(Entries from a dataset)
** start **

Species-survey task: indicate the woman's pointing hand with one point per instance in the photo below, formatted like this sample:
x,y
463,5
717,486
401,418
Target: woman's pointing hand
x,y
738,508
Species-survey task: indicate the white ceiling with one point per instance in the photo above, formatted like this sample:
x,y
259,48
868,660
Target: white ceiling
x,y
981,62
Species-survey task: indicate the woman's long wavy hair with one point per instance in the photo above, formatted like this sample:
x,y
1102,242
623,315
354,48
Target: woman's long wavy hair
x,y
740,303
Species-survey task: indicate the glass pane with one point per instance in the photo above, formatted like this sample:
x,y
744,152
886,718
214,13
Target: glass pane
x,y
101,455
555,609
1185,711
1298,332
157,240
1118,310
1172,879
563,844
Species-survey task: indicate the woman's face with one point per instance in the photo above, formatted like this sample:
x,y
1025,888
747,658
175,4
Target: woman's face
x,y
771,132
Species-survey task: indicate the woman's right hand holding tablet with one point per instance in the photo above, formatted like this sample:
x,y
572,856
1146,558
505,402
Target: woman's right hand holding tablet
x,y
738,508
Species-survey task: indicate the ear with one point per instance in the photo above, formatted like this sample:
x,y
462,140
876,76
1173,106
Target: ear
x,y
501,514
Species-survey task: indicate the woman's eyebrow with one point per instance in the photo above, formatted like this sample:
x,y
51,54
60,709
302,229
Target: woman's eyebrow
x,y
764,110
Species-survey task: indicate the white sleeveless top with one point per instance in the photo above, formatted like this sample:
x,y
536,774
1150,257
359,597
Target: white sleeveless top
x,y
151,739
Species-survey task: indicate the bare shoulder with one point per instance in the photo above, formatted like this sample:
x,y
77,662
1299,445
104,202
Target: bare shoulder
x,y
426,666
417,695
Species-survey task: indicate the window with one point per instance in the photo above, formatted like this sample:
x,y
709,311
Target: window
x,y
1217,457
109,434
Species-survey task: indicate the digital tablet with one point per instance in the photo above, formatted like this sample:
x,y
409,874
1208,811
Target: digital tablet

** end **

Rescale the listing from the line that contains "Species-survey task: indicate the window" through the end of the listing, both ends included. Reproduce every line, multiplying each answer coordinate by 2.6 and rounding it to a whole number (halves round up), and keep all other lines and numbers unchanged.

(THE COMPLETED TASK)
Species-survey task: indicate the window with one point per instance in the photo above, formatted like this sample:
x,y
709,311
Target: window
x,y
3164,1188
283,1128
Species-survey task: indicate the digital tablet with one point per instance in the photo above, formatted like this sample:
x,y
409,874
1208,811
Target: digital tablet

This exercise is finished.